Print every line of the listing exactly, please.

— START DATA EXTRACT —

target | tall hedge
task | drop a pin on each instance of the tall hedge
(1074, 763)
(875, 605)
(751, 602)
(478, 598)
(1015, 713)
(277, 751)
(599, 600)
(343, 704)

— END DATA EXTRACT —

> **RESULT OF THE EXERCISE**
target | tall hedge
task | drop a pin on each instance of the tall hedge
(1074, 763)
(875, 605)
(751, 602)
(478, 598)
(1015, 713)
(277, 751)
(599, 600)
(343, 704)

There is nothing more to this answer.